Location identification entries
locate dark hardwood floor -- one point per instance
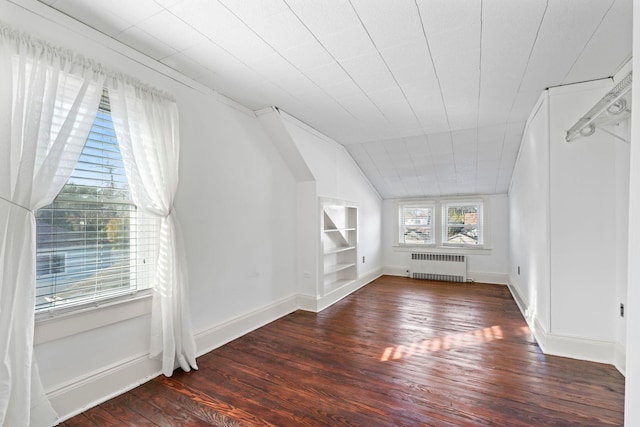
(398, 352)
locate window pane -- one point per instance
(90, 240)
(462, 224)
(417, 235)
(416, 225)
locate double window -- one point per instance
(442, 222)
(92, 241)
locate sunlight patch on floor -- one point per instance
(466, 339)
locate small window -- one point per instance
(92, 242)
(416, 224)
(463, 224)
(52, 263)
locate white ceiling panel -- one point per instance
(142, 41)
(96, 16)
(389, 23)
(430, 97)
(455, 48)
(601, 57)
(566, 29)
(181, 36)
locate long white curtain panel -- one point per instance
(146, 124)
(49, 101)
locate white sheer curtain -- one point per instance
(48, 103)
(146, 124)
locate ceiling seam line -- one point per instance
(588, 41)
(384, 178)
(533, 45)
(334, 58)
(504, 138)
(289, 62)
(231, 55)
(396, 171)
(387, 66)
(435, 70)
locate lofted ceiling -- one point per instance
(430, 97)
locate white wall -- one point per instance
(529, 219)
(582, 212)
(568, 229)
(632, 384)
(483, 265)
(337, 176)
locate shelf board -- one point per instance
(337, 267)
(331, 230)
(338, 250)
(332, 286)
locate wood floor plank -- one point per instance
(398, 352)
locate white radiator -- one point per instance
(444, 267)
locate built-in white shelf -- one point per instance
(339, 244)
(338, 250)
(334, 268)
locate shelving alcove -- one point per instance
(339, 244)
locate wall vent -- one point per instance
(442, 267)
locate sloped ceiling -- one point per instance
(429, 97)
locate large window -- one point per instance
(463, 223)
(441, 222)
(416, 224)
(92, 242)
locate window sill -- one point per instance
(51, 326)
(462, 250)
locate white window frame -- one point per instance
(145, 232)
(401, 223)
(445, 222)
(439, 225)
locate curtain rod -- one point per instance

● **Requirements**
Quote the data exactly, leaving every image out of the copy.

● **Solution to this exercise**
locate dark hardwood floor -- one point per instance
(398, 352)
locate window pane -- one point per instance
(90, 240)
(462, 224)
(417, 235)
(416, 225)
locate double window -- one point per instance
(442, 222)
(92, 241)
locate sunlight patch on floor -- one point per instance
(466, 339)
locate small window -- one point per instance
(92, 242)
(416, 224)
(463, 224)
(52, 263)
locate white ceiling panel -- one point per instance
(142, 41)
(96, 16)
(389, 23)
(430, 97)
(455, 48)
(601, 57)
(566, 29)
(181, 36)
locate long white curtain panel -- one point per instance
(146, 124)
(49, 101)
locate white sheer curtain -- one point per instance
(48, 103)
(146, 124)
locate ceiling seam line -- one point per instance
(588, 41)
(384, 178)
(533, 45)
(334, 58)
(504, 138)
(289, 62)
(231, 55)
(396, 171)
(387, 66)
(435, 70)
locate lofted ceiling -- one point per instance
(430, 97)
locate white wall -- one point per instance
(529, 219)
(582, 212)
(568, 229)
(632, 384)
(483, 265)
(337, 176)
locate shelf board -- one point per instance
(337, 267)
(331, 230)
(338, 250)
(332, 286)
locate wood floor plank -- one point per instance
(398, 352)
locate white radiator -- one point per instance
(444, 267)
locate built-in white shelf -- one point per instance
(339, 244)
(338, 250)
(334, 268)
locate shelving alcove -- one point per instance
(339, 244)
locate wall vent -- one point per instance
(442, 267)
locate sloped ceiling -- one point per instance
(429, 97)
locate large window -- one point per instance
(463, 223)
(441, 222)
(416, 224)
(92, 242)
locate window sill -- one point per instance
(51, 326)
(462, 250)
locate white window frame -- one point per instance
(145, 232)
(401, 223)
(445, 222)
(439, 225)
locate curtain rod -- one point per instance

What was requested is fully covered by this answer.